Copy the lines from the one with "Practice. Find the young" up to and including the one with "point(245, 127)", substituting "small tree" for "young sapling" and leaving everything else unchanged. Give only those lines.
— START —
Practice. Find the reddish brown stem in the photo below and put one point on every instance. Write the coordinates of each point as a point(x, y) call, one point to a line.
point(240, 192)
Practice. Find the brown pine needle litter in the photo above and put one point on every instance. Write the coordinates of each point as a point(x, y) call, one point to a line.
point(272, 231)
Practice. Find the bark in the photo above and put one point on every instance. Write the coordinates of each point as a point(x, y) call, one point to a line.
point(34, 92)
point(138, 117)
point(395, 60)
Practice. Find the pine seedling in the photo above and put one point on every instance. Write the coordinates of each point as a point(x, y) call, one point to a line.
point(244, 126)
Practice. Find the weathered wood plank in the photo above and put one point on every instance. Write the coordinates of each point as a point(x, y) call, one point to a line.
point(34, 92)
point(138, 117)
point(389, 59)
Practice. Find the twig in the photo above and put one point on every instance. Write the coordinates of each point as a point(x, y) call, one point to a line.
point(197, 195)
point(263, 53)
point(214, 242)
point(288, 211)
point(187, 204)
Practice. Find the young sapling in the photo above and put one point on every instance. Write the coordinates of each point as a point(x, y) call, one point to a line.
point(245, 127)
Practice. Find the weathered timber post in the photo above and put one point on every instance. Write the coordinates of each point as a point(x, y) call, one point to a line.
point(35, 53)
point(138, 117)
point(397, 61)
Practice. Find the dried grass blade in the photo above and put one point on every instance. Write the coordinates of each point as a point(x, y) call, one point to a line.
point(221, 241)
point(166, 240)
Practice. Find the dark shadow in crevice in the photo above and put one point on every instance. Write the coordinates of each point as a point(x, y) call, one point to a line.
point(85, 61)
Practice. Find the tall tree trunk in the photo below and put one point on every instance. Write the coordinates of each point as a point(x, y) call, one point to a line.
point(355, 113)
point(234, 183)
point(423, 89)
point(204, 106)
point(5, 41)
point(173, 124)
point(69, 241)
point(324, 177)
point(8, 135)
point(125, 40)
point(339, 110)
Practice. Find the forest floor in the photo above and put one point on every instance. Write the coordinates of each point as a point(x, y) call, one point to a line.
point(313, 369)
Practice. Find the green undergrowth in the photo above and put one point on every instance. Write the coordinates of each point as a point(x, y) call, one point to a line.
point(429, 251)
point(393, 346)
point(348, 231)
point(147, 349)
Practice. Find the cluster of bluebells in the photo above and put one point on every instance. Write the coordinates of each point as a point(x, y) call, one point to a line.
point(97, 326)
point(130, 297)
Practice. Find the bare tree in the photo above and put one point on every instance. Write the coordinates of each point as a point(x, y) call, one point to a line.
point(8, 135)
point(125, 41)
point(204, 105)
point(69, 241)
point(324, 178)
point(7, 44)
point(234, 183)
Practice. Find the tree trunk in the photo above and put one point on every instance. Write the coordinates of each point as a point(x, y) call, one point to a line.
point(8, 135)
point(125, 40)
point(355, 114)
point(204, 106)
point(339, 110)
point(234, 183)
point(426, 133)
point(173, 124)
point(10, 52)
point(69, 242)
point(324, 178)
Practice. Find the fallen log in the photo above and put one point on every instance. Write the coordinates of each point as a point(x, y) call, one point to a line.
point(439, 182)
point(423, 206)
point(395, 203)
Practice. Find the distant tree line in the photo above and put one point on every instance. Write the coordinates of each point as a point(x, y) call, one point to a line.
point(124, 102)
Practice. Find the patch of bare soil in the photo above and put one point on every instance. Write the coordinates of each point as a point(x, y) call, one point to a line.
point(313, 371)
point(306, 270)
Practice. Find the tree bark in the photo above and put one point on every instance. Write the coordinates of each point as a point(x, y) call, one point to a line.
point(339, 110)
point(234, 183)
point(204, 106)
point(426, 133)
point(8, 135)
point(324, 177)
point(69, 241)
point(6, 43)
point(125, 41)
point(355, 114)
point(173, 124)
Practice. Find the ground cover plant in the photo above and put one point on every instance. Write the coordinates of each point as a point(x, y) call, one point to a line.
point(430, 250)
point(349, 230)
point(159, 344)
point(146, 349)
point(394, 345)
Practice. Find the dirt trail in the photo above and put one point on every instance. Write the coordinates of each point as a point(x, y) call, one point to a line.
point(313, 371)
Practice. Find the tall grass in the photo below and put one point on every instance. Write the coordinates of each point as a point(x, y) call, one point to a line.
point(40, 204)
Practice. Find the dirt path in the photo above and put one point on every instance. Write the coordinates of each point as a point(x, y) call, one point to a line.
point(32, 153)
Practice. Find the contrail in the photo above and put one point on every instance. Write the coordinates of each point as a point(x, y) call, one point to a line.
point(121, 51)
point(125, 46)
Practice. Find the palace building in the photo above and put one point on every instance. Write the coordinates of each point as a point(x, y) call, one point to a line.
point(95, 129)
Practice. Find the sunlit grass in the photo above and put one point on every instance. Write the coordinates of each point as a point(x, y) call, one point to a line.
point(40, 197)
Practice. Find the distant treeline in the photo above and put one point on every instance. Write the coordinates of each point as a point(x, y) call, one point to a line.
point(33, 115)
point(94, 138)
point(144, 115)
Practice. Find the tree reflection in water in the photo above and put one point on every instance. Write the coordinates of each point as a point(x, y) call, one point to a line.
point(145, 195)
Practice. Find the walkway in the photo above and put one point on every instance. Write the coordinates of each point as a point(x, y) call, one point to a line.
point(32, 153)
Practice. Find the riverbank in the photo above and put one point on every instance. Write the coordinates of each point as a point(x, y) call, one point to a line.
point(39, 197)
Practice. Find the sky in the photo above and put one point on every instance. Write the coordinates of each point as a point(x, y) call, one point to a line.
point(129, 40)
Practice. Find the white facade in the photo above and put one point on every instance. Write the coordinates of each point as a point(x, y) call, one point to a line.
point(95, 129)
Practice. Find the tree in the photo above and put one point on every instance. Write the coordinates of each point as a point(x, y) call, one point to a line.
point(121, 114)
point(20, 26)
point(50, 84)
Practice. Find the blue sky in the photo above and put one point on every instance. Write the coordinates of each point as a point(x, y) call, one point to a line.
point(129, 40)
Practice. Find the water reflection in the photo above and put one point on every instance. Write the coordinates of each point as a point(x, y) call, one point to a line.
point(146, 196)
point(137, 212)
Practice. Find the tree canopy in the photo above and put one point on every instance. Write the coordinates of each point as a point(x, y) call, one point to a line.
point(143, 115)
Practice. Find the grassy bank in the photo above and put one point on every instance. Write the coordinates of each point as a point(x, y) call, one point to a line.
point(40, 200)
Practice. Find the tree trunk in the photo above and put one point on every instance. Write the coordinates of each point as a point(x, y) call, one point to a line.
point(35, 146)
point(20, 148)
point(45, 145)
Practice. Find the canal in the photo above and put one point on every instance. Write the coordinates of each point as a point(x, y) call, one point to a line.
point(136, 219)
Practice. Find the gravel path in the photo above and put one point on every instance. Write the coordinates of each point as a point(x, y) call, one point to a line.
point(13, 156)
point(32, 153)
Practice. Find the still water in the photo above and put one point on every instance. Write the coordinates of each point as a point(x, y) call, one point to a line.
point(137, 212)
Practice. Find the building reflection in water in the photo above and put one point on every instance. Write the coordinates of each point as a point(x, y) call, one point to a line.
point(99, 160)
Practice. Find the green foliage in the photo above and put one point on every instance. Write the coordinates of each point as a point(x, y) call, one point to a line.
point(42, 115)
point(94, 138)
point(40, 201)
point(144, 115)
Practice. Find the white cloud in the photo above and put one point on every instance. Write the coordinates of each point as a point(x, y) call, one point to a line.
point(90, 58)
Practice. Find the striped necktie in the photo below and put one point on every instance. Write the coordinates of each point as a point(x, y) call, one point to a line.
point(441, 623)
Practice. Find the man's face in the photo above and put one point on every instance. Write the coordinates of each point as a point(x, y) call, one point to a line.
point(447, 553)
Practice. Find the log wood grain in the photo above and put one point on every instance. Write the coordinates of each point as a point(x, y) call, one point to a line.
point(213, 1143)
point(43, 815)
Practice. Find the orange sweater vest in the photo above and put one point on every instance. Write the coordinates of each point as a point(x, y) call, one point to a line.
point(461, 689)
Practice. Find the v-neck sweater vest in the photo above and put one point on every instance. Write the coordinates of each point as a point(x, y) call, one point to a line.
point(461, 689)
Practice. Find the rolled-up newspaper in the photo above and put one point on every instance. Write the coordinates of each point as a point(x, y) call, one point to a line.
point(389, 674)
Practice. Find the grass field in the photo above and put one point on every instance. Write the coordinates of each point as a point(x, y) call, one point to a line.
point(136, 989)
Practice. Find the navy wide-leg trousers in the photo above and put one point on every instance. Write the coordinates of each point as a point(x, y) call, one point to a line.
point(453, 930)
— END —
= Response to the task =
Practice. Find the small tree in the photo above and put one point on every instance. Write the coordinates of each point as a point(x, y) call, one point to a line.
point(245, 127)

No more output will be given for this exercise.